▶ _EXCERPT TO READ_
# Symmons metering shower valve (4-425)



## hroark2112 (Apr 16, 2011)

Does anyone know if you can get the repair parts for this thing, or am I just best off replacing the whole valve part?

There are 6 of them, and 2 are fubar.


----------



## Widdershins (Feb 5, 2011)

I haven't installed one in years, but parts have to be available.

About $300.00 a pop if I recall correctly to replace the entire unit.


----------



## Redwood (Sep 8, 2008)

Have a Look See Here...


----------



## Widdershins (Feb 5, 2011)

Redwood said:


> Have a Look See Here...


 That's the ticket.


----------



## hroark2112 (Apr 16, 2011)

That's AWESOME!!

Thanks!!!


----------



## bmasch (Aug 18, 2011)

Do you know of a similar resource for a Newport Brass Model 1-595 bath/shower rough-in valve? Alternately, is it possible to buy a new one (~$250) and replace the innards on the existing one?


----------



## Redwood (Sep 8, 2008)

bmasch said:


> Do you know of a similar resource for a Newport Brass Model 1-595 bath/shower rough-in valve? Alternately, is it possible to buy a new one (~$250) and replace the innards on the existing one?


Try Doing This but I don't think it will stop the hamster... :laughing:

http://www.plumbingzone.com/f3/why-post-intro-11368/



rw


----------



## PlumberJenn (Jul 14, 2011)

Ns15r repair kit rebuilds the spring loaded pushbutton cartridge including seats.. No need to replace unless damaged....


----------



## Tommy plumber (Feb 19, 2010)

PlumberJenn said:


> Ns15r repair kit rebuilds the spring loaded pushbutton cartridge including seats.. No need to replace unless damaged....


 




Jenn, please post us an into in the introduction section. Tell us years in the trade, licenses held, etc.


----------



## PlumberJenn (Jul 14, 2011)

Where would I fond the intro section Tommy?


----------



## PlumberJenn (Jul 14, 2011)

Found it!


----------



## ChantellWilson (Oct 14, 2011)

something could have entered the hot water pipe to the shower blocking the flow......might have to remove the cartridge to wash it out....some showers have a plastic device behind the handle so kids or old people can not turn the handle to far allowing the hot water to flow and burn themself....this plastic piece can be removed to allow u to turn the handle further to allow much hotter water to flow


----------



## Phat Cat (Apr 1, 2009)

You may want to post an intro in the proper thread before going much further. It is customary on PZ that all new members post an intro before posting.


----------

▶ _PROVIDED INFORMATION_
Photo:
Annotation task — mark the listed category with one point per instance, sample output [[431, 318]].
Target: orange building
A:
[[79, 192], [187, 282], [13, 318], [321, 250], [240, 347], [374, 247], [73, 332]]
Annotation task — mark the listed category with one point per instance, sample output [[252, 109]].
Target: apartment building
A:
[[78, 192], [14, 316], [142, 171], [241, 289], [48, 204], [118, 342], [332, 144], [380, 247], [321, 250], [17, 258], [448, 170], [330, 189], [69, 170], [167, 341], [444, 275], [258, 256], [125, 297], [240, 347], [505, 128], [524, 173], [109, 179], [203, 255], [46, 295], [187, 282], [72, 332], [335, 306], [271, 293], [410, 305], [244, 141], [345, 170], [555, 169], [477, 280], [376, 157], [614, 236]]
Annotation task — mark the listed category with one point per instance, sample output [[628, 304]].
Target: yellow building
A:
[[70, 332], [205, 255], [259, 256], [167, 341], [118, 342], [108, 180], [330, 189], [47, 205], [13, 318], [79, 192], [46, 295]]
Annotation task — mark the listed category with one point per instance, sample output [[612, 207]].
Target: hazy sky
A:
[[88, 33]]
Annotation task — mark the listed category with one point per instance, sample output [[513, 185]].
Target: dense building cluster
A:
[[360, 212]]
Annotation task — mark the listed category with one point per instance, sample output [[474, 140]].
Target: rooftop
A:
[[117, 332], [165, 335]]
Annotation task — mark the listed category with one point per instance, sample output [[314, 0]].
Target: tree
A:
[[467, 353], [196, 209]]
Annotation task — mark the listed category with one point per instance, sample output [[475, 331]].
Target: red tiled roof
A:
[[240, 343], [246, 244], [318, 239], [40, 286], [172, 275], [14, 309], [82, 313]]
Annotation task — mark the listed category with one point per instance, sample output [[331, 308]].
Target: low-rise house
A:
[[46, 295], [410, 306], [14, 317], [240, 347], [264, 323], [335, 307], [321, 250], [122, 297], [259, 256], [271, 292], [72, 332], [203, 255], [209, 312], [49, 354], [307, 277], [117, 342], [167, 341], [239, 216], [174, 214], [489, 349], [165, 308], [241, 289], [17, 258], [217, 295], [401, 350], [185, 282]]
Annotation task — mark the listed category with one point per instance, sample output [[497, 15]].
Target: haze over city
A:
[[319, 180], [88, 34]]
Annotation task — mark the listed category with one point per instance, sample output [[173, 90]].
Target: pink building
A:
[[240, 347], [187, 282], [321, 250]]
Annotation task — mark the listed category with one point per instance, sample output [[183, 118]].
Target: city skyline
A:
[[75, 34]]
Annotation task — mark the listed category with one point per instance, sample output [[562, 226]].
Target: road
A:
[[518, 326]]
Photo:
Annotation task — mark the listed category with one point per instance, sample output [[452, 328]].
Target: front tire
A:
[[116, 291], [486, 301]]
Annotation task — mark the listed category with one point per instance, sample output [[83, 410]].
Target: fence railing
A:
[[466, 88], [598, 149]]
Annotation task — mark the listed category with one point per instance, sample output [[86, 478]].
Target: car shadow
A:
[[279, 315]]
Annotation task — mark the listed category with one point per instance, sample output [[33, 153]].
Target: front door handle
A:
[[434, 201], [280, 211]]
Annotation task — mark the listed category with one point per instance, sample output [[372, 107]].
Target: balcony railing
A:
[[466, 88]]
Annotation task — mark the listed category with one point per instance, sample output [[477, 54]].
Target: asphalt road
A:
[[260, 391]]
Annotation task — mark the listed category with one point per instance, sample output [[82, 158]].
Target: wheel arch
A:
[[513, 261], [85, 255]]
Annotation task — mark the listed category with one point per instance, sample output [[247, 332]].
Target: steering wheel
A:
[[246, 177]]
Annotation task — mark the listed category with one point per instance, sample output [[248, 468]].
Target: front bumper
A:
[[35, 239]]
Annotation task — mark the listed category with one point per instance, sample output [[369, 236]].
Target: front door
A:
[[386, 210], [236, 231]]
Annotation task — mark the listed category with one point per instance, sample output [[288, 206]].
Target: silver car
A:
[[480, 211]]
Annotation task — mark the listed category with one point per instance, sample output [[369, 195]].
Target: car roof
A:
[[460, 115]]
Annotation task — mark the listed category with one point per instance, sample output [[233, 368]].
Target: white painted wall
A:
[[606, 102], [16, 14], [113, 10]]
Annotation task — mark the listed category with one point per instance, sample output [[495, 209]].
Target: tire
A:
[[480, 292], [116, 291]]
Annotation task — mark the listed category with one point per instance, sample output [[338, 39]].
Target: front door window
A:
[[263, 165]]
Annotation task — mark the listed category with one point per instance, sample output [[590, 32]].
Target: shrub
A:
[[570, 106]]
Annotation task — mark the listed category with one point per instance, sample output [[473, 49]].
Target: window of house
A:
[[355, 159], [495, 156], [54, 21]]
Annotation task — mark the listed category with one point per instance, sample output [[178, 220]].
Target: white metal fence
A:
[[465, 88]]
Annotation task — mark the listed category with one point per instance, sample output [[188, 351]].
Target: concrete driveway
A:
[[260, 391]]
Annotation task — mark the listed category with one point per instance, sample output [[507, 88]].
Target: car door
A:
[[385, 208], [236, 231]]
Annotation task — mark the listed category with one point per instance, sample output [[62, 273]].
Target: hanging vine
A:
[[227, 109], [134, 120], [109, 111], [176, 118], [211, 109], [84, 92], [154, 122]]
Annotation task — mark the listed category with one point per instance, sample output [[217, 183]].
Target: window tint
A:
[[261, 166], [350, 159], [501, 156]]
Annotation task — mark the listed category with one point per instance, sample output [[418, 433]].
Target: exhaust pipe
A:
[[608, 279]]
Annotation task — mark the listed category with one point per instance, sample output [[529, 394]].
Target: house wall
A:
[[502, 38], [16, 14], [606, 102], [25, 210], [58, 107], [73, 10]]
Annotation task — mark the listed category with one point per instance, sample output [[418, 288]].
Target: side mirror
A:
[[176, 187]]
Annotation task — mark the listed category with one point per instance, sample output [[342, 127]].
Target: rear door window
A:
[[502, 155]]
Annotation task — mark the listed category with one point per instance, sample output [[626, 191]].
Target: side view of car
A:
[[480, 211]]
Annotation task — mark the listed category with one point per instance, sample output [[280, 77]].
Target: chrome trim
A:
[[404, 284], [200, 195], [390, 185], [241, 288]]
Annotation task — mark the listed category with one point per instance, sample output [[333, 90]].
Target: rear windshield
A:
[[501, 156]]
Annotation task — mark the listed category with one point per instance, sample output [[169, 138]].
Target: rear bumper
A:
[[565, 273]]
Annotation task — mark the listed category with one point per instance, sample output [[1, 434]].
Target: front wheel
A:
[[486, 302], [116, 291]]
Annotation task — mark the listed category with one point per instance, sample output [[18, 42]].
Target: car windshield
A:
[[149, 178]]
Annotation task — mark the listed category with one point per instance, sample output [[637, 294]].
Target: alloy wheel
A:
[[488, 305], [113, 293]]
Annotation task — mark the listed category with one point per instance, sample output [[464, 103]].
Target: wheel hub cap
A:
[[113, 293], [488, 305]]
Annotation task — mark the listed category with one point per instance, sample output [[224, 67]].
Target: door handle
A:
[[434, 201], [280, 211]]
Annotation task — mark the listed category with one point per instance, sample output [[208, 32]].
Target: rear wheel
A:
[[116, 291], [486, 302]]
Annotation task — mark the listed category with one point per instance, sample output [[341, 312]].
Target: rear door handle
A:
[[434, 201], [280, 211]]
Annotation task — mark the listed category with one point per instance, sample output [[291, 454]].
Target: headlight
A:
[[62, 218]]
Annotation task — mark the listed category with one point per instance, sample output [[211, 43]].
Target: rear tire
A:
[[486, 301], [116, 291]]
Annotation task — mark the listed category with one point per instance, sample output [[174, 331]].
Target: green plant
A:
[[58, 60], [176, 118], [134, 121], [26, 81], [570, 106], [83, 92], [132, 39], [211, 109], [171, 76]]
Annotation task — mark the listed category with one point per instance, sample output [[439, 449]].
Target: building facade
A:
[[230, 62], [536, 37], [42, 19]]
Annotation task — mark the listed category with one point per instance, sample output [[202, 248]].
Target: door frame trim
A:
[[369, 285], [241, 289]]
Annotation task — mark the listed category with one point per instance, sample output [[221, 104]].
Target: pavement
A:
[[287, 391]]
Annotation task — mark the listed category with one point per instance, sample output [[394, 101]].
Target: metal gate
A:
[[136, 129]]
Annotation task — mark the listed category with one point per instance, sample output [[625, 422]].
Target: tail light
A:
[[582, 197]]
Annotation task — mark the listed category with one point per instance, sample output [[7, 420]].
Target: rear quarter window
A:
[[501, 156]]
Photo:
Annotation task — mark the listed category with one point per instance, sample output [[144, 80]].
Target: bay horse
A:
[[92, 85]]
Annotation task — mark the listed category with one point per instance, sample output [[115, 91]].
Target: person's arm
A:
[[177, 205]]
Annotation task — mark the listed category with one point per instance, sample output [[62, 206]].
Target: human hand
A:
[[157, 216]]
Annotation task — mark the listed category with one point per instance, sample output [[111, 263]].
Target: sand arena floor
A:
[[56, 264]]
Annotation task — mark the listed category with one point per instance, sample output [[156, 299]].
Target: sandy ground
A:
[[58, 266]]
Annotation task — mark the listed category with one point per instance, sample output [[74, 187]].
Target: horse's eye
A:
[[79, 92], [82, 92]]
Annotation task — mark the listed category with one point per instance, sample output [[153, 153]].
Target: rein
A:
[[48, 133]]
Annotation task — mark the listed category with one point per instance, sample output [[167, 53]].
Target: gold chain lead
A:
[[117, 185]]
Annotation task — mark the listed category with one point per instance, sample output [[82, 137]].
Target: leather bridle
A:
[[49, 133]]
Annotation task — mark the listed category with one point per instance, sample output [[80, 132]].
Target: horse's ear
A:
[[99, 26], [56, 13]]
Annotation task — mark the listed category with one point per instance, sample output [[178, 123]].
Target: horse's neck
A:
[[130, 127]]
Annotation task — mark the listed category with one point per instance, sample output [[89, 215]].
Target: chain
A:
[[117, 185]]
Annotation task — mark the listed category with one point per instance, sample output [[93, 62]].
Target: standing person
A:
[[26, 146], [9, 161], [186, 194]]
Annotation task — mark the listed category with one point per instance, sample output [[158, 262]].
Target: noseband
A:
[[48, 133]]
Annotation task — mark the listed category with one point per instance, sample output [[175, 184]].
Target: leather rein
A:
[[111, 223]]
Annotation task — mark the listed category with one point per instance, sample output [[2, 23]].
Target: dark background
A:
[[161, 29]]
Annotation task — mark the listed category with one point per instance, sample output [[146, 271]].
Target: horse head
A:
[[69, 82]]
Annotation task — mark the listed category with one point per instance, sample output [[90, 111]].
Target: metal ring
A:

▶ _EXERCISE OBJECTIVE_
Summarize the Symmons shower valve thread above in two sentences.

▶ _REPLY_
A member with six Symmons metering shower valves, two of them broken, asks whether repair parts are available or the whole valve should be replaced. Replies estimate about $300 to replace an entire unit and point to a resource the asker welcomes, and a later post says an Ns15r repair kit rebuilds the spring-loaded pushbutton cartridge, including seats, so replacement is needed only if the valve is damaged.